▶ _TEXTE FOURNI_
⟨

De L. Vanbellingen sur le site de l'Institut Européen de Bioéthique :
Analyse - Affaire Mortier : que dit la Cour européenne des droits de l'homme de la loi belge sur l’euthanasie ?
04/10/2022
Dans un arrêt rendu ce mardi, la Cour européenne des droits de l’homme considère que la Belgique a violé le droit à la vie d’une patiente euthanasiée pour cause de dépression en 2012.
Cette affaire Mortier c. Belgique – du nom du requérant, fils de la personne euthanasiée – constituait la première affaire dans laquelle la Cour européenne des droits de l’homme était amenée à apprécier la compatibilité d’une euthanasie déjà pratiquée avec la Convention européenne des droits de l’homme (CEDH). Tom Mortier invoquait la violation du droit à la vie de sa mère, protégé par l’article 2 de la Convention, et du droit au respect de sa vie privée et familiale, protégé par l’article 8 de la Convention.
Tout en considérant que les conditions prévues par la loi belge sur l’euthanasie ne sont pas contraires à la Convention, la Cour estime néanmoins que, s’agissant de l’euthanasie de la mère du requérant, le contrôle a posteriori était inopérant. De ce fait, les juges concluent à l’unanimité à la violation du droit à la vie par la Belgique, dans la mesure où les autorités n’ont pas pris les mesures positives qui s’imposaient pour protéger ce droit.
La CEDH ne confère pas de droit à l’euthanasie, mais permet celle-ci sous conditions
La Cour rappelle sa jurisprudence antérieure, en vertu de laquelle il n’existe pas de droit à mourir avec l’assistance d’un tiers ou de l’État (§ 119, voy. les arrêts Pretty c. Royaume-Uni et Lings. c. Danemark) au sens de la Convention. Réciproquement, aux yeux des juges majoritaires, le droit à la vie tel que consacré par la Convention n’interdit pas en soi la pratique de l’euthanasie (§ 138).
Le juge Serghides, dans son opinion partiellement dissidente, se démarque de cette interprétation évolutive et considère que « si les rédacteurs de la Convention avaient voulu faire figurer l’euthanasie dans la liste des exceptions au droit à la vie, ils l’auraient incluse » dans la Convention, ce qui n’est pas le cas.

⟩

▶ _ÉNONCÉ_
Pouvez-vous poursuivre l'analyse de l'arrêt Mortier c. Belgique sur l'euthanasie, en reprenant juste après sa dernière phrase ?

▶ _DONNÉES FOURNIES_
⟨

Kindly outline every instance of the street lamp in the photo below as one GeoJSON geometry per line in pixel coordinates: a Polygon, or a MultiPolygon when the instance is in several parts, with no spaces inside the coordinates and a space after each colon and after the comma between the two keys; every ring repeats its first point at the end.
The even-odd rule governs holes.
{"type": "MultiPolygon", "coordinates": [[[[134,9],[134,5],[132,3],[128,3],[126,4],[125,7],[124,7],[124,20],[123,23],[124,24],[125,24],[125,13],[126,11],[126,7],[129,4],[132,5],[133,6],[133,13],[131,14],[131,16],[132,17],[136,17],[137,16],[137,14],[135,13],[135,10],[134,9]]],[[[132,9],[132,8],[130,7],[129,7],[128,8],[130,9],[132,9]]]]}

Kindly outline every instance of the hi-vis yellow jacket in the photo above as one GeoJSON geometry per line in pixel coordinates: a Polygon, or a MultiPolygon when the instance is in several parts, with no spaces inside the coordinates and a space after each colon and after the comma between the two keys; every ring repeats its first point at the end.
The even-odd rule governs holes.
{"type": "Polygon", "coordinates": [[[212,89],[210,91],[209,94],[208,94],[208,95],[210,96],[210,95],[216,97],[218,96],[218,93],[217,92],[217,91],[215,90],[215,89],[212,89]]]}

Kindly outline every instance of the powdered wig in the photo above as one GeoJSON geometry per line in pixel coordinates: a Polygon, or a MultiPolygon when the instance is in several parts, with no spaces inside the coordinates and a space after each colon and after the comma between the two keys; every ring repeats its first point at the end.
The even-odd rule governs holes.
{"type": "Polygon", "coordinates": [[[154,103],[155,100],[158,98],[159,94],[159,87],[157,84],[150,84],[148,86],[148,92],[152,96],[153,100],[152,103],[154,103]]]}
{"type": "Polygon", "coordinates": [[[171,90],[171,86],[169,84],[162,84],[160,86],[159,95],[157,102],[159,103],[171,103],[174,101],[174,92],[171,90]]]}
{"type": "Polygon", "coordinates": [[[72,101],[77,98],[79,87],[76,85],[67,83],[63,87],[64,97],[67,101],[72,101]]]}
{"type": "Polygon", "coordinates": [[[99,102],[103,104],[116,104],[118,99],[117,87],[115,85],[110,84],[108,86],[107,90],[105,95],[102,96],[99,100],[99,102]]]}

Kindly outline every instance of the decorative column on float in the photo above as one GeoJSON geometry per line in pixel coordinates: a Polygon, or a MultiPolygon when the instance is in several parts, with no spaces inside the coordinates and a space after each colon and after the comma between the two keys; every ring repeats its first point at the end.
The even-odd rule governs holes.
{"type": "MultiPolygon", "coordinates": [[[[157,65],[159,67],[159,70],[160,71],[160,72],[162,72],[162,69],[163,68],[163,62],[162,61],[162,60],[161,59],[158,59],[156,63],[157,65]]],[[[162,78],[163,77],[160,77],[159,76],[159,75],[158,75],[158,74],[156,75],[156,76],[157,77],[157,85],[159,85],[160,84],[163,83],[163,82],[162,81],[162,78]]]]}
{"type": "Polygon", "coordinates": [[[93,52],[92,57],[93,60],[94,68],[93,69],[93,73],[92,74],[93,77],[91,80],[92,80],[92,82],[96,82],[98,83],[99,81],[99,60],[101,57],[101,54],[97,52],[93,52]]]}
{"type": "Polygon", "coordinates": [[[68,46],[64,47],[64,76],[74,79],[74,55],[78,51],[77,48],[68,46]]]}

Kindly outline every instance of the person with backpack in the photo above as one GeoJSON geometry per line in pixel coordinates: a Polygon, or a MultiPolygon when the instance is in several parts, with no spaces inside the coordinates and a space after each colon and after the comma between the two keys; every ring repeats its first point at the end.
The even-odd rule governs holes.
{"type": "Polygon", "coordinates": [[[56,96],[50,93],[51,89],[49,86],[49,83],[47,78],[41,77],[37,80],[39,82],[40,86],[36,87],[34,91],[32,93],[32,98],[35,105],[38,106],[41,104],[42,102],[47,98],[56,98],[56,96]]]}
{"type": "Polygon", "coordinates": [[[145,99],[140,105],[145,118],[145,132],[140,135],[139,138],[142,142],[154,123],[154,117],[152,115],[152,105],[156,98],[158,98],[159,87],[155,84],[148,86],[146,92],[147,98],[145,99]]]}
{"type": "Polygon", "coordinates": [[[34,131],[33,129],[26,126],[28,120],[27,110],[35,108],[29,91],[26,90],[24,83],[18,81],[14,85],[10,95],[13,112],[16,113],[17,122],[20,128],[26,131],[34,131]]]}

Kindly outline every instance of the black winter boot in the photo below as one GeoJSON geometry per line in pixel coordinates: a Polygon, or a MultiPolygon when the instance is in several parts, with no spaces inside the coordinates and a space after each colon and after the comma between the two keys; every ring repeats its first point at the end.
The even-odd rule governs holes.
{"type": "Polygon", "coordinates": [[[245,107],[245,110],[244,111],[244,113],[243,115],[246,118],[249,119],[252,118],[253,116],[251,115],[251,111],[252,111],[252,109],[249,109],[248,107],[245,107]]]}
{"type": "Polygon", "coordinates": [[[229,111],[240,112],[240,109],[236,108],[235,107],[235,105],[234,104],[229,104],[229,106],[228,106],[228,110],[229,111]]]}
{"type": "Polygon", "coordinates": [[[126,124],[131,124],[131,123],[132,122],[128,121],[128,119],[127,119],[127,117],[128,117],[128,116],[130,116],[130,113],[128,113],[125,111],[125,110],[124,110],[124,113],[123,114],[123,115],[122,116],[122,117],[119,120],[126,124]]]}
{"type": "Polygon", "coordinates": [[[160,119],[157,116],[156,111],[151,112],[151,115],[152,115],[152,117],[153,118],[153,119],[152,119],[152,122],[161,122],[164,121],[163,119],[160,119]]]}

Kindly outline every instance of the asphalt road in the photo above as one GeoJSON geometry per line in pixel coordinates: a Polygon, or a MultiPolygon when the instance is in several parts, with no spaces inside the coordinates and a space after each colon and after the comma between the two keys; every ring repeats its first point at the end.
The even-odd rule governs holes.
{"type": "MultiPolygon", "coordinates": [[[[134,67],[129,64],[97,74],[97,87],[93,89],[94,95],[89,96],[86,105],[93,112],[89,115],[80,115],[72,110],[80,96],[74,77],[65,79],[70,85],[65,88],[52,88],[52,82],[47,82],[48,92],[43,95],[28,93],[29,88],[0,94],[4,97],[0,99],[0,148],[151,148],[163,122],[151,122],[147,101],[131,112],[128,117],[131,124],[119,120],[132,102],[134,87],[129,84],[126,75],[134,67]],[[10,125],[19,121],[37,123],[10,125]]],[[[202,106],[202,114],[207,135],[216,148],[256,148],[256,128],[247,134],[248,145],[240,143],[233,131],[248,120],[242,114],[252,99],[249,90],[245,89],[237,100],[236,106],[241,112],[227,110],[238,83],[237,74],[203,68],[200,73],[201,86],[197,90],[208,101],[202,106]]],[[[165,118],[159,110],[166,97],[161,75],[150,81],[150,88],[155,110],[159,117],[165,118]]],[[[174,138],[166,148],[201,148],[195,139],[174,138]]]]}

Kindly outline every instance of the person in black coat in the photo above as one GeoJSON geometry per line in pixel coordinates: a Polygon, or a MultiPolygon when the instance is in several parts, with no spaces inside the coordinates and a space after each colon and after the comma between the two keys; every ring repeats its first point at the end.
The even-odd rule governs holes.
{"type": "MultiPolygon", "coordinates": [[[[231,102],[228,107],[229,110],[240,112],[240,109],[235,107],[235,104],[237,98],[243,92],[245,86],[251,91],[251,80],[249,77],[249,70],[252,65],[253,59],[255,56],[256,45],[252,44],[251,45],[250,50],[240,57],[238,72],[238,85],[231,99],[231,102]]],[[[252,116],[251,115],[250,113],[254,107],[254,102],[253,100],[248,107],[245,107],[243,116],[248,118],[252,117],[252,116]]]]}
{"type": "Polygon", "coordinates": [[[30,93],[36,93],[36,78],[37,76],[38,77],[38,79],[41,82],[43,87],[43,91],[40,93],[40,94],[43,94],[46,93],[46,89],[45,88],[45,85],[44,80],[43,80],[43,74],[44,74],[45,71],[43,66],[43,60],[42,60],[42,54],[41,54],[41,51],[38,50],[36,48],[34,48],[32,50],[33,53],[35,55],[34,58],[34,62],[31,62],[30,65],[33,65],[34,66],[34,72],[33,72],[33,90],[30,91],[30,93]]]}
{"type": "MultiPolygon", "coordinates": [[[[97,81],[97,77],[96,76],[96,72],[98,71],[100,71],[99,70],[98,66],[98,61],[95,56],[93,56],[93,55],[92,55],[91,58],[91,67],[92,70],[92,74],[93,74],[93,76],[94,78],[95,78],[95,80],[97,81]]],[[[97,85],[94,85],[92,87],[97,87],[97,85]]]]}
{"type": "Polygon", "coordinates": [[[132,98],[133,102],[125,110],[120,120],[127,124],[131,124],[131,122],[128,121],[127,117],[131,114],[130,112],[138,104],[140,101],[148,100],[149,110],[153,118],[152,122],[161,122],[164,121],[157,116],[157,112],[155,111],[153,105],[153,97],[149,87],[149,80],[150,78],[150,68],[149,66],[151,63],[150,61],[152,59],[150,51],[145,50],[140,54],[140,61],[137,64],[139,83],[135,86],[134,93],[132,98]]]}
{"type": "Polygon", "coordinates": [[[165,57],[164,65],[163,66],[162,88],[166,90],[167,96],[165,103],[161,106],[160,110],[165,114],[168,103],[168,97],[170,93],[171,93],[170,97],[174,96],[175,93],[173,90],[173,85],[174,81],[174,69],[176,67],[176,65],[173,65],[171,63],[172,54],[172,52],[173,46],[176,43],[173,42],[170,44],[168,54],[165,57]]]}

⟩

▶ _RÉSULTAT ATTENDU_
En l’espèce, la Cour considère que la pratique de l’euthanasie telle que dépénalisée par la Belgique peut être considérée comme compatible avec la Convention, sous réserve du respect de trois conditions, à vérifier dans chaque cas (§ 141) :
1° « l’existence dans le droit et la pratique internes d’un cadre législatif relatif aux actes préalables à l’euthanasie conforme aux exigences de l’article 2 de la Convention »
2° « le respect du cadre législatif établi dans le cas d’espèce »
3° « l’existence d’un contrôle a posteriori offrant toutes les garanties requises par l’article 2 de la Convention »
Le cadre législatif belge est jugé conforme à la CEDH, y compris pour l’euthanasie en cas de dépression
En premier lieu, selon les juges majoritaires, les conditions mentionnées dans la loi belge s’avèrent compatibles avec le droit à la vie. La Cour tient également compte des exigences supplémentaires prévues lorsqu’un patient demande l’euthanasie pour cause de souffrance psychique et non physique, alors que sa mort n’est pas attendue à brève échéance (§ 148-153). La Cour cite notamment le délai d’un mois requis entre la demande formelle d’euthanasie et l’acte d’euthanasie, ainsi que l’exigence relative à la consultation d’un médecin supplémentaire, indépendant tant à l’égard du patient qu’à l’égard du médecin traitant, et qui doit être compétent quant à la pathologie concernée (§ 151).